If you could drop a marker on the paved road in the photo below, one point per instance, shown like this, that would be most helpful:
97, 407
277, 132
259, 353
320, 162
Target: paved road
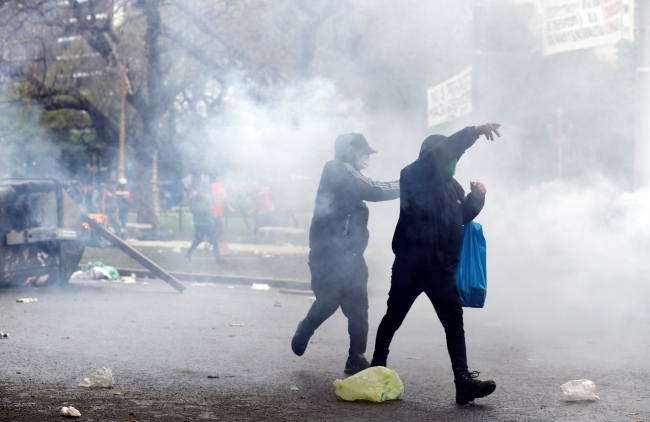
162, 346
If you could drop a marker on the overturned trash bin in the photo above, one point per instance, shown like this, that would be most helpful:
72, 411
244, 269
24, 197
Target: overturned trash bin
42, 237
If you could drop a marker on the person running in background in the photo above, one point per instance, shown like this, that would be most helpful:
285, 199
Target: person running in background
201, 206
263, 207
220, 203
124, 200
426, 243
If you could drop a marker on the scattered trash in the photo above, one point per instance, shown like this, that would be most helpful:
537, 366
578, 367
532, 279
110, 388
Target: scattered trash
296, 292
96, 271
376, 384
70, 412
102, 377
579, 390
27, 300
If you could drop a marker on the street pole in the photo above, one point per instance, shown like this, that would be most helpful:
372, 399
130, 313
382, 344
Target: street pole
477, 58
120, 165
155, 190
642, 123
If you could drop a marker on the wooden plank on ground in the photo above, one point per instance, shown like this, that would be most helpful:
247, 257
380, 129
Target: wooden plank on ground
135, 254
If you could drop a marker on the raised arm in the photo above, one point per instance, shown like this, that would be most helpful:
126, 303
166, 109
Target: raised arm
452, 147
369, 190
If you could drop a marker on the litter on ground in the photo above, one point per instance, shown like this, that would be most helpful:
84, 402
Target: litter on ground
102, 377
579, 390
376, 384
70, 412
27, 300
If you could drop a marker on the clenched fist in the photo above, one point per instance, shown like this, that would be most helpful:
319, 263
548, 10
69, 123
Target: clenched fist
487, 129
478, 189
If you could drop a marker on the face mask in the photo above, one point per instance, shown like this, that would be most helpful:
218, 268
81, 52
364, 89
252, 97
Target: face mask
450, 170
363, 162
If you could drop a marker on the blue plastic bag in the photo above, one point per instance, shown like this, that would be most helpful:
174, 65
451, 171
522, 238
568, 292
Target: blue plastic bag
471, 274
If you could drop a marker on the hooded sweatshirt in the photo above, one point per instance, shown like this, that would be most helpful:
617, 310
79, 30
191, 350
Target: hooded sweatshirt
340, 221
433, 205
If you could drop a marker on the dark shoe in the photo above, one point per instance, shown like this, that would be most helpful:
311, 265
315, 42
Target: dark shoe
469, 388
356, 364
378, 363
300, 339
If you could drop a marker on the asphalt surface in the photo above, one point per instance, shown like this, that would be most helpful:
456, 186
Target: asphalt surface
162, 346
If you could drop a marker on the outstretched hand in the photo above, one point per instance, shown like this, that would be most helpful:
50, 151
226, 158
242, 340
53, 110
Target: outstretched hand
478, 189
487, 129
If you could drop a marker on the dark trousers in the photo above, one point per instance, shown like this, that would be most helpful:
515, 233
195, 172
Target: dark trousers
408, 282
340, 279
205, 231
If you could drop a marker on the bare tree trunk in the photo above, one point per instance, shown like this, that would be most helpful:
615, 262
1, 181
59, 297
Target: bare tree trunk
144, 158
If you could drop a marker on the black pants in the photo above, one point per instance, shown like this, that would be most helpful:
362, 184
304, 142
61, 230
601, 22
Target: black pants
205, 231
340, 279
408, 282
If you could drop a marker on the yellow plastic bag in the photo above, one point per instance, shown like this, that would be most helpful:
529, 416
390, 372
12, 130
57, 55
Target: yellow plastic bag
376, 384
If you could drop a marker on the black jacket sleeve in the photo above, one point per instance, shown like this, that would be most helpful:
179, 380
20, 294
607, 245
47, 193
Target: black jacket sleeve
472, 206
452, 147
370, 190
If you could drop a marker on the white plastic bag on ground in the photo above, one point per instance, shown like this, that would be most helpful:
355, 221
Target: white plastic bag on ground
579, 390
70, 412
102, 377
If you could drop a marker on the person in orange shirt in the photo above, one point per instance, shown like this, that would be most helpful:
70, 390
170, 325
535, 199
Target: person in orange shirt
220, 203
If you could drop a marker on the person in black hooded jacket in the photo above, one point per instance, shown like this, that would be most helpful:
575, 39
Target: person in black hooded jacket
338, 238
427, 240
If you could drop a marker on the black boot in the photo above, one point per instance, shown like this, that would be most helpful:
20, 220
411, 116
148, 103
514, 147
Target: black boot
355, 364
301, 339
469, 388
378, 363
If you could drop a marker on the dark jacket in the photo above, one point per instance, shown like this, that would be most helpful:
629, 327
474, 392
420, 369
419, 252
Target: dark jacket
341, 216
433, 205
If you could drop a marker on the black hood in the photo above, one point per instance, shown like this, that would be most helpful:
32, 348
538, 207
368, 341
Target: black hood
347, 145
431, 142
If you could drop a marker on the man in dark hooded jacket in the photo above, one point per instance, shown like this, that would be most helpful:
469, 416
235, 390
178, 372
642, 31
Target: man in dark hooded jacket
433, 210
338, 238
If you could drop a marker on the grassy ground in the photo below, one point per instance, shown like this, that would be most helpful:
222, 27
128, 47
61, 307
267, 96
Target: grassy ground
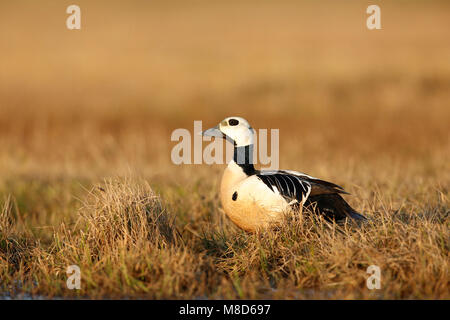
85, 124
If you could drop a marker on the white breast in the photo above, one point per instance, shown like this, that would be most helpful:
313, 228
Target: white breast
248, 202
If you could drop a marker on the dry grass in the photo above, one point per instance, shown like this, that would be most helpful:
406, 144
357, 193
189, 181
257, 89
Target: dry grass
367, 110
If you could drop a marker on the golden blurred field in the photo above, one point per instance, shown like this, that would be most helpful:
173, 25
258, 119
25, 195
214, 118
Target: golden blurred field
369, 110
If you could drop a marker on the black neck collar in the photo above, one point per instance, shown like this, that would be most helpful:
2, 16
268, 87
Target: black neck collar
243, 156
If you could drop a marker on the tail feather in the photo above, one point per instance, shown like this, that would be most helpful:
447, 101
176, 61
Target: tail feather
333, 207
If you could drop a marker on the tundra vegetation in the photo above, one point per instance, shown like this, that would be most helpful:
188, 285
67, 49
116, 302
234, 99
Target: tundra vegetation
86, 118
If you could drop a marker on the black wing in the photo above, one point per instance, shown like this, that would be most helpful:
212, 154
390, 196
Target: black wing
289, 186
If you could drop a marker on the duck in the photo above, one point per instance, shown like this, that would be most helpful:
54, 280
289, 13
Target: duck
257, 199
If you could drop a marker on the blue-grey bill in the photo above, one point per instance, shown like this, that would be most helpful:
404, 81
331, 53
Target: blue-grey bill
213, 132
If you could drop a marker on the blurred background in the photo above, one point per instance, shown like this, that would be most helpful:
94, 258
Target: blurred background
103, 100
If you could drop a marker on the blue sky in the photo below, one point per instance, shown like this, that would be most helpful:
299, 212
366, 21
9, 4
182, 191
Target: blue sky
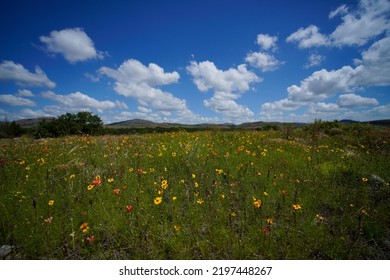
203, 61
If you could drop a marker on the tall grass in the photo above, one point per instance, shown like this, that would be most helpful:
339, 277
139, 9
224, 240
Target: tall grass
204, 195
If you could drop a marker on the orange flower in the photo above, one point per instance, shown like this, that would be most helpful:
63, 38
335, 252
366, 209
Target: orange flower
97, 181
129, 208
90, 239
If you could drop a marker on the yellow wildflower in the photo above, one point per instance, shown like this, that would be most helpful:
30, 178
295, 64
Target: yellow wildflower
200, 201
158, 200
297, 206
84, 227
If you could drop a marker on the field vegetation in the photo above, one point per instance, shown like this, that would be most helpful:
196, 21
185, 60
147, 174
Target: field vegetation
316, 192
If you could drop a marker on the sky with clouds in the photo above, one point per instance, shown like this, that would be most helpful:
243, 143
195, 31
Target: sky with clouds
203, 61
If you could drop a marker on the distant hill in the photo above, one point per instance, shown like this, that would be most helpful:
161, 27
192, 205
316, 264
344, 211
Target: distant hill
29, 123
140, 123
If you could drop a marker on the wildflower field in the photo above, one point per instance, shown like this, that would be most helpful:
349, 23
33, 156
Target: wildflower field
200, 195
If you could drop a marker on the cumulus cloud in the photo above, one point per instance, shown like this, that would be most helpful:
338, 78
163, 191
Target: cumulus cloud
314, 60
207, 76
267, 42
24, 93
11, 71
358, 27
73, 43
78, 101
308, 37
264, 61
227, 86
135, 80
12, 100
352, 100
342, 10
370, 70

• _ABOUT THIS TASK_: From the line that contains "Target: orange flower" through the last line of the listing, every line is to be restated word for word, both ends included.

• _ANSWER SECTION_:
Target: orange flower
97, 181
129, 208
90, 239
If you could drop a marker on the yellow wildflower in the photo above, one point per instance, shown like this, that would be most helpful:
30, 178
295, 64
Target: yellow wildflower
200, 201
158, 200
297, 206
84, 227
If you could drop a marker on the field vegetation in the photo above, one point per instance, shown like this, that would be most helpful:
196, 21
185, 60
147, 174
Target: field vegetation
316, 192
If you could drop a marker on the sky with clouds in the photo above, one point per instance, shown like this, that would be most helpful:
243, 143
195, 31
Target: sky with clouds
203, 61
If you could drop a marker on the distant hill in the photo above, one point per instance, shown like this, that would be most helpful:
161, 27
192, 205
316, 264
344, 211
Target: distant hill
29, 123
140, 123
If you could drop a marker on the wildflower field in the photo above, one point per instance, shown like this, that would be most helpful:
349, 23
33, 156
Target: wildflower field
200, 195
If you could drop a marker on the cumulus cloud in the photo above, one point per instance, shown like this, that would be most helpful:
338, 78
163, 191
Target: cumulus cloud
314, 60
207, 76
267, 42
24, 93
11, 71
358, 27
73, 43
78, 101
308, 37
264, 61
227, 86
135, 80
12, 100
352, 100
342, 10
370, 70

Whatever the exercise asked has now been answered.